Exercise instructions:
Render the lines as a JSON list of strings, one string per line with blank lines omitted, covering only the entries between the line holding "segment suv wheel, all instances" and the line holding "Return the outline of every instance of the suv", inclusive.

▬▬▬▬▬▬▬▬▬▬

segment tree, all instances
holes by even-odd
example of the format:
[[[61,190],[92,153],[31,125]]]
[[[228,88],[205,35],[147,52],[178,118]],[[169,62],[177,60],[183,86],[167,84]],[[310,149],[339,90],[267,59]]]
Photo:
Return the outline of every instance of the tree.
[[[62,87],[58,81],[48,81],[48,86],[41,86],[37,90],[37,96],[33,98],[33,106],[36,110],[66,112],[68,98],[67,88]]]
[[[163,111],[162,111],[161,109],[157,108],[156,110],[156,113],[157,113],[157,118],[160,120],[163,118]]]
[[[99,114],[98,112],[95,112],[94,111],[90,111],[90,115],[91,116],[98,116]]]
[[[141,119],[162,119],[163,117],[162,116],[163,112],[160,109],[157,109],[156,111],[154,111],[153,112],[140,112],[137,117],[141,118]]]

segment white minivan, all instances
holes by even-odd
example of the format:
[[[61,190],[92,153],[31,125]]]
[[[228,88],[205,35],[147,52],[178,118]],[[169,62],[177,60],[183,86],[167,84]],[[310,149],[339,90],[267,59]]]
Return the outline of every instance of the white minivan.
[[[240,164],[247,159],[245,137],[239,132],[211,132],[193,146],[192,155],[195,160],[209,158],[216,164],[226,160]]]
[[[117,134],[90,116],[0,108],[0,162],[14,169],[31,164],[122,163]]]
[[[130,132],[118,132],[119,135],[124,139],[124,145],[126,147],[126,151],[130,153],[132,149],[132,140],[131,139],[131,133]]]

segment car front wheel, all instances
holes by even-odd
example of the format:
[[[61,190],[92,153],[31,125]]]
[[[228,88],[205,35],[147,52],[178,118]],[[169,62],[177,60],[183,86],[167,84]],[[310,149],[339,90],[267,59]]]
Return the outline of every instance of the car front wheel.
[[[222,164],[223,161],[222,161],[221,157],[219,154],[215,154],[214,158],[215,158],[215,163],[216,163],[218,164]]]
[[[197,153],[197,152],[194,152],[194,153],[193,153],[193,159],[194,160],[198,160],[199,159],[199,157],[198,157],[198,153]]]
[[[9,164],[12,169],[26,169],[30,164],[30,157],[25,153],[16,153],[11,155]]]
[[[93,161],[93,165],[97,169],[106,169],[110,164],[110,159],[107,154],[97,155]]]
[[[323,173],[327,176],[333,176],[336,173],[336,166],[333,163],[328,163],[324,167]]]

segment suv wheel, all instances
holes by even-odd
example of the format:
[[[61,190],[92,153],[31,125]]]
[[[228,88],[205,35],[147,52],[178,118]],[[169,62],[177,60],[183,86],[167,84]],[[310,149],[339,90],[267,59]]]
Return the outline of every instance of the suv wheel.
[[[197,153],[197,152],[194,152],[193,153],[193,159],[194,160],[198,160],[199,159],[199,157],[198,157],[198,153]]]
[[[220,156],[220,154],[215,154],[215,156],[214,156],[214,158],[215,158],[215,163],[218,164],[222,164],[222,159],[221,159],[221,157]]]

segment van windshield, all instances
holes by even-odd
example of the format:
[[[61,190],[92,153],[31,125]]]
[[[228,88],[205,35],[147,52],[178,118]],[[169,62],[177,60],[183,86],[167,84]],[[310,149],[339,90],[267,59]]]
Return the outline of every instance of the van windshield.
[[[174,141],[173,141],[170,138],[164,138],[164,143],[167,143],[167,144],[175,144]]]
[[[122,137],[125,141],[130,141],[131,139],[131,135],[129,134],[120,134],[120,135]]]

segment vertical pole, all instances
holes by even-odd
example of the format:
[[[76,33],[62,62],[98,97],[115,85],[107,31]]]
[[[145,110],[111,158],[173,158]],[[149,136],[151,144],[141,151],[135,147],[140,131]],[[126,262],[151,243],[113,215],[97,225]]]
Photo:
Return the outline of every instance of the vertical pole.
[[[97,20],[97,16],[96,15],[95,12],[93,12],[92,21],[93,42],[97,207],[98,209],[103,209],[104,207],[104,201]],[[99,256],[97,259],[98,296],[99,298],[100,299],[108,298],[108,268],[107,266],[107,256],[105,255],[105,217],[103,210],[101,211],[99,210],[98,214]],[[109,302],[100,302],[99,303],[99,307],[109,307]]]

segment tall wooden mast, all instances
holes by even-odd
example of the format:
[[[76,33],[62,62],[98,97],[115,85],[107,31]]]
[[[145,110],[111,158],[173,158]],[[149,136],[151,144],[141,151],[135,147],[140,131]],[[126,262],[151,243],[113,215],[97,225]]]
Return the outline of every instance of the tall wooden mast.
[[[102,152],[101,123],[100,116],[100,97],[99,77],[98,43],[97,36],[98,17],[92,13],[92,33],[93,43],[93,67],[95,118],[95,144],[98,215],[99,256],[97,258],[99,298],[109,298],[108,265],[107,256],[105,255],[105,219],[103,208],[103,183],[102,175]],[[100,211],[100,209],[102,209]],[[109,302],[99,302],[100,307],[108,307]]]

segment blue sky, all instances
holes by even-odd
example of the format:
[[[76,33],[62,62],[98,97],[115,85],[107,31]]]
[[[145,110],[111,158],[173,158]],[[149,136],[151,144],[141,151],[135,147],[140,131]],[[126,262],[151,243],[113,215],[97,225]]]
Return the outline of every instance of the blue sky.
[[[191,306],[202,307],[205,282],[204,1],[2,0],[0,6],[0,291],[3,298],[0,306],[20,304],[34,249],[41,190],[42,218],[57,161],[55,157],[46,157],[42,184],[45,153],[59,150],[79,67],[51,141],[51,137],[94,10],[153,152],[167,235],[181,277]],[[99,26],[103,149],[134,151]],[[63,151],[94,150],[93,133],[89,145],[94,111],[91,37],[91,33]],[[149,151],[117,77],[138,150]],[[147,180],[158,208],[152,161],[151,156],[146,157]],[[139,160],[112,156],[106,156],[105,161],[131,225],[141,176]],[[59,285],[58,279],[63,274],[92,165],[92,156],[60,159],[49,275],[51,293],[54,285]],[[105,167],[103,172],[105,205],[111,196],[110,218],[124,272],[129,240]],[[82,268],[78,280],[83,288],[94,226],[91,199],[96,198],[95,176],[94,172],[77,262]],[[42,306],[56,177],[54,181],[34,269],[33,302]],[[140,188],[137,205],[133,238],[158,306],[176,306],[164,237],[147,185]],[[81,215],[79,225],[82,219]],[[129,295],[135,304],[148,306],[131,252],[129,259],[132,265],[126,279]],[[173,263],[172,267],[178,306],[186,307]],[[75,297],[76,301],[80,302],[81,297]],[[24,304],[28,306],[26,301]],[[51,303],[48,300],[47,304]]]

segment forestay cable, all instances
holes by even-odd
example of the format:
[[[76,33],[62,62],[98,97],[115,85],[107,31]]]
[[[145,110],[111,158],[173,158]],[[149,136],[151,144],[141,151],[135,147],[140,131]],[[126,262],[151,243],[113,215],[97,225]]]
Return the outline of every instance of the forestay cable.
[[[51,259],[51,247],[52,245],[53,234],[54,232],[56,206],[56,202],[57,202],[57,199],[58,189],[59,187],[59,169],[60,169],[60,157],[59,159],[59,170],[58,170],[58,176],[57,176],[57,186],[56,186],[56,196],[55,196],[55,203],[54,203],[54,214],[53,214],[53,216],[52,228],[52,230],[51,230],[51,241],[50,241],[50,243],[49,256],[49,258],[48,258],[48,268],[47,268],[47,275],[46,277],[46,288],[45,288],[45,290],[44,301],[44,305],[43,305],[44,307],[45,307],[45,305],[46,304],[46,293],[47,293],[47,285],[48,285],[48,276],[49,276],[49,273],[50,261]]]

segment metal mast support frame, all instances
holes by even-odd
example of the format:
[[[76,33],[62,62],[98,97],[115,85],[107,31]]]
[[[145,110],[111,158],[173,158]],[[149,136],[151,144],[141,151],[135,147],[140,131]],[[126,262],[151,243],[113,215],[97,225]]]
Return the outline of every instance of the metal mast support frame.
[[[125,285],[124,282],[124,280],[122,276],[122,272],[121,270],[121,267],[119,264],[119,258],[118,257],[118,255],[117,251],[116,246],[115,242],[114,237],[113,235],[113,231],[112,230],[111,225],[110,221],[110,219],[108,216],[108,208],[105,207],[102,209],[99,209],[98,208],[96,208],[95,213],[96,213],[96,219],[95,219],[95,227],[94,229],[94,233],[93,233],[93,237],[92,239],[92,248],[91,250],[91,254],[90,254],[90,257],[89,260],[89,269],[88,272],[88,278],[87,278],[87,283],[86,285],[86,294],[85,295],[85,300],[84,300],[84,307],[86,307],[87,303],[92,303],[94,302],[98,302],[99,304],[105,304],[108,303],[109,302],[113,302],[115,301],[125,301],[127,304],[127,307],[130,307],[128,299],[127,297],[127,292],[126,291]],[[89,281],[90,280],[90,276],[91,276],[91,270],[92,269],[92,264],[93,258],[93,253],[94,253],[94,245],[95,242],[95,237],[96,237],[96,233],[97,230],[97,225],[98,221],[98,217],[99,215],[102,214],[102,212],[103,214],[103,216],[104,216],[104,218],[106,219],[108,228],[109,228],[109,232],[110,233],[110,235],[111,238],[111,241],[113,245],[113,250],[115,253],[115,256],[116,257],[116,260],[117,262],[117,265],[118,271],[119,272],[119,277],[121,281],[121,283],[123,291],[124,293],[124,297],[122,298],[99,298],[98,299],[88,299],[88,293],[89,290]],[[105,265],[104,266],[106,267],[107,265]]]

▬▬▬▬▬▬▬▬▬▬

Exercise result:
[
  "segment suv wheel, all instances",
  "holes by even-odd",
  "example of the format:",
  "[[[61,190],[92,153],[31,125]]]",
  "[[[228,88],[205,35],[147,52],[178,118]],[[169,62],[177,60],[183,86],[167,84]],[[310,149],[339,90],[267,59]]]",
  "Return the outline of every instance of the suv wheel."
]